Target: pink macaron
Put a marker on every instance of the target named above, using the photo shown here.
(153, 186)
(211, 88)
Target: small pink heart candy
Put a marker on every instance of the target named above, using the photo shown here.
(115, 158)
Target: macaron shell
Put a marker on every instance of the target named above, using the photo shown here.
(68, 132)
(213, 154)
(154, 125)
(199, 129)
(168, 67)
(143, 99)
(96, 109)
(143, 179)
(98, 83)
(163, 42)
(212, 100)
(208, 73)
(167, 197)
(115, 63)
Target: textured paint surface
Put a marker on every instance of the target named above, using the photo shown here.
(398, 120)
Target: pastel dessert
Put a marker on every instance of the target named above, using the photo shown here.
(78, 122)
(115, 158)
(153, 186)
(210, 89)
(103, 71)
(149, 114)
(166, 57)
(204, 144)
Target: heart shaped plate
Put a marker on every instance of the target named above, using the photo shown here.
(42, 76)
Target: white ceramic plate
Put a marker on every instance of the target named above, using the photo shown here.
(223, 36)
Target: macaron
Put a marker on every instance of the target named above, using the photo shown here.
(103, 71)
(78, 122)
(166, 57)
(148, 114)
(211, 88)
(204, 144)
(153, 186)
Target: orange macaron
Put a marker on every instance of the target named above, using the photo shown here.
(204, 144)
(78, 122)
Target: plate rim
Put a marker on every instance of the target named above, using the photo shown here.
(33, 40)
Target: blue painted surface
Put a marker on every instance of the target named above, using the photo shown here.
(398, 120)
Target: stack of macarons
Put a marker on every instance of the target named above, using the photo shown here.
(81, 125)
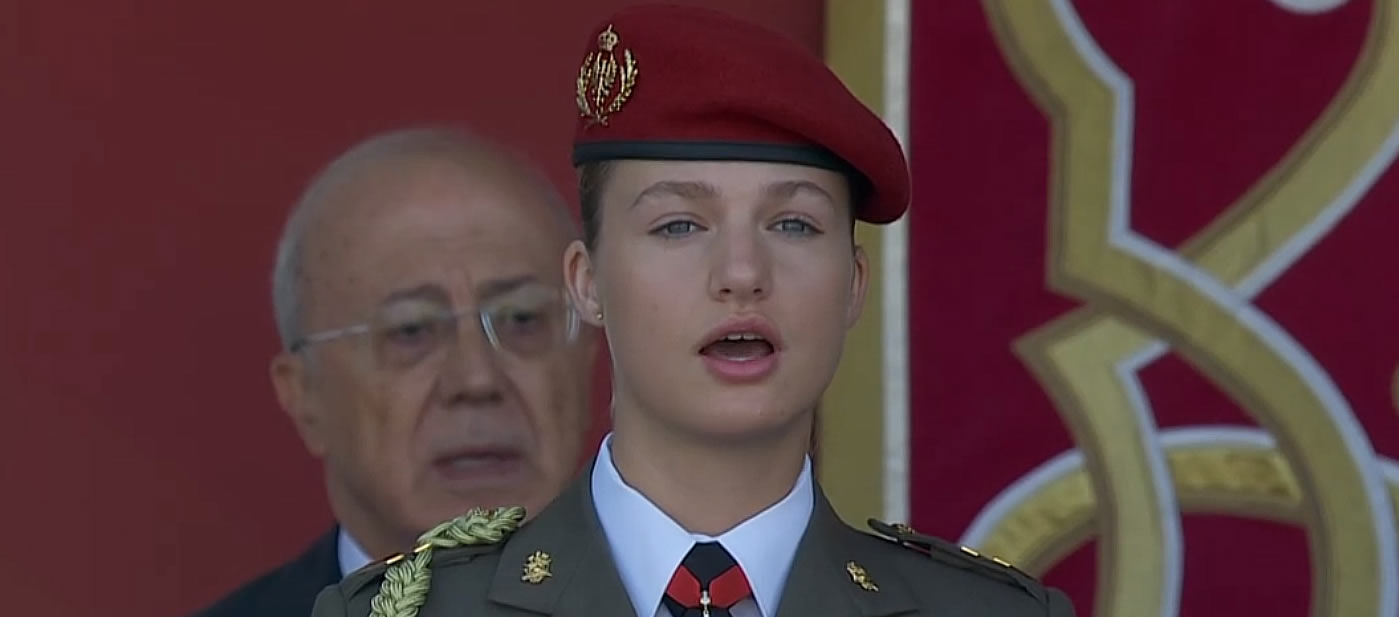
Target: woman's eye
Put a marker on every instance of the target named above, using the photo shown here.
^^^^
| Exercise instructions |
Beginning with the line that holds "Target: textured paint surface", extract every line to the end of the material, exactly as it stands, and drop the pictures.

| Answer to the task |
Target: textured paint surface
Put a marker on every instance of the target named above, using the photo shown here.
(398, 120)
Target: pastel dessert
Put a marker on every instance of the target named above, using the photo shown here.
(78, 122)
(115, 158)
(153, 186)
(210, 89)
(103, 71)
(149, 114)
(166, 57)
(204, 144)
Target: heart shaped plate
Put a marker on every instance of the target named above, using the photo shown here.
(42, 76)
Target: white ceramic plate
Put a marker on every instance of the target named above, using the photo shown here.
(223, 36)
Target: macaron
Put a marker on every instance of the target named above, using the photo shown here.
(103, 71)
(78, 122)
(166, 57)
(148, 114)
(211, 88)
(204, 144)
(153, 186)
Target: orange macaron
Put a marker on every instance of the target named above, using the photo shown here.
(204, 144)
(78, 122)
Target: plate rim
Put a marker on every instance of the target named above, using the photo shown here.
(33, 40)
Target: blue painted surface
Put a marker on every instance of the target named above, using the photo shown here.
(398, 120)
Target: stack of macarons
Put a marker on every instance of the target named above, using the photo shown here.
(81, 125)
Target: woman's eye
Put a marker on every instance of the target named above, using the photo shown here.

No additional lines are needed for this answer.